GIVEN DATA:
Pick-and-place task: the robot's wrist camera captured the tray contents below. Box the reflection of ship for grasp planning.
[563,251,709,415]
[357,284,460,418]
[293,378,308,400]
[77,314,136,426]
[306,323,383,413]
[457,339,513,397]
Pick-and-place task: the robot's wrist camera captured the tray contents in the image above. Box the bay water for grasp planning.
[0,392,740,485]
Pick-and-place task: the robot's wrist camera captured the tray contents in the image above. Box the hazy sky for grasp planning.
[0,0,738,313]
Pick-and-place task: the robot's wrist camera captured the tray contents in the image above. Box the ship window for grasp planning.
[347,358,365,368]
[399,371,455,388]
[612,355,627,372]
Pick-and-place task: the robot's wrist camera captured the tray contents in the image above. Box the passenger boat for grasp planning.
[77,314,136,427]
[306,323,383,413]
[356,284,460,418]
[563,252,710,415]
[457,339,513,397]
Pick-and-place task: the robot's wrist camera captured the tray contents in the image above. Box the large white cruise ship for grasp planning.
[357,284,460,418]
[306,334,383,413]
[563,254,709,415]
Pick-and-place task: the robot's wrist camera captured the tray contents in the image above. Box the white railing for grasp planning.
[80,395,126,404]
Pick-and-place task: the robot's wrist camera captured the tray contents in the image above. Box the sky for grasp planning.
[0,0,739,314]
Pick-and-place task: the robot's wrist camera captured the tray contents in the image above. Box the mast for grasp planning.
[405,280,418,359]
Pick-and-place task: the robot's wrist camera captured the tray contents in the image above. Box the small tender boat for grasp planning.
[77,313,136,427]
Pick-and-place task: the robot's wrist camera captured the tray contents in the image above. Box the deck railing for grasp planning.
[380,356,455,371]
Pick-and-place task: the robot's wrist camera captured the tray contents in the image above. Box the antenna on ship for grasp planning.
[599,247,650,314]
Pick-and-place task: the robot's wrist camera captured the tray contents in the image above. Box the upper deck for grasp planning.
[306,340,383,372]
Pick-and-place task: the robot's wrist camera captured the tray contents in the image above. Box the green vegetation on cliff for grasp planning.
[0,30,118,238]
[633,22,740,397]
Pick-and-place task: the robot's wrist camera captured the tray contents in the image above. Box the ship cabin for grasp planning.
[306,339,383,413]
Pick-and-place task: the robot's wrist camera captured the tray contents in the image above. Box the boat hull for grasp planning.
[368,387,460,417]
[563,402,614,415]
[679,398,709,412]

GIVEN INSTRUCTION:
Please update the records above by replacing every "grasp planning" with "motion planning" and leaving everything else unchanged.

PROBLEM SOLUTION:
Pick-and-place task: the robot's wrist camera captured the tray contents below. Box the reflection of ship for motion planning.
[563,251,709,415]
[357,284,460,418]
[293,378,308,400]
[77,314,136,426]
[306,323,383,413]
[457,339,513,397]
Pick-and-place task: the robot's wrist camera captured the tray contents in the image above. Box the bay water for motion planning.
[0,392,740,485]
Pick-and-place task: the robot's wrist camera captured the tray contents in the image above. Box the hazy sky for motion planning.
[0,0,738,313]
Pick-and-place task: the robot's wrist camera captured the tray contents in the image above. Box the ship window for motion planning.
[347,358,365,368]
[399,371,455,388]
[612,355,627,372]
Pick-and-place task: the robot's wrist camera captured the tray contents in the image above. Box the passenger boat for motion planning.
[77,314,136,427]
[306,323,383,413]
[356,284,460,418]
[563,252,710,415]
[457,339,513,397]
Pick-and-place task: the robot's wrist camera captured the tray contents in the image above. Box the large white cruise ship for motion planning.
[357,284,460,418]
[306,334,383,413]
[563,254,709,415]
Pick-and-place task: the robot's wrist camera captured the tray contents in the image above. Box the white railing for motion planning.
[80,395,126,404]
Pick-and-place task: the robot's wrist camera captured the tray contents in the image above. Box the sky for motion planning.
[0,0,739,314]
Pick-and-place task: the robot's wrist camera captured the tray contents in the image above. Box the mast for motion planning.
[405,280,418,359]
Pick-and-place task: the robot's wrist camera captured the tray contents in the image above. Box the small tender boat for motion planning.
[77,313,136,427]
Pick-and-place task: the robot's wrist camera captured the tray contents in the image above. Box the deck railing for motion planning.
[380,356,455,371]
Pick-and-place task: the robot's wrist camera captured the tray contents in the image above. Box the antenna on ship for motion planning.
[599,247,650,314]
Pick-and-place task: the robot's wrist camera captured the tray contents in the image above. Box the upper deck for motion planning.
[306,340,383,372]
Pick-and-place task: the robot's wrist camera captured the tray contents in the image above. Box the green vegetation on cliff for motion planning.
[0,30,118,238]
[633,22,740,397]
Pick-and-place task: the robot's wrist camera captured the tray contents in the image above. Box the ship cabin for motion planning.
[306,339,383,413]
Pick-and-place task: the robot's wrist camera captured the tray contents in the image above. Box the boat hull for motion planning.
[368,387,460,417]
[563,402,614,415]
[679,398,709,412]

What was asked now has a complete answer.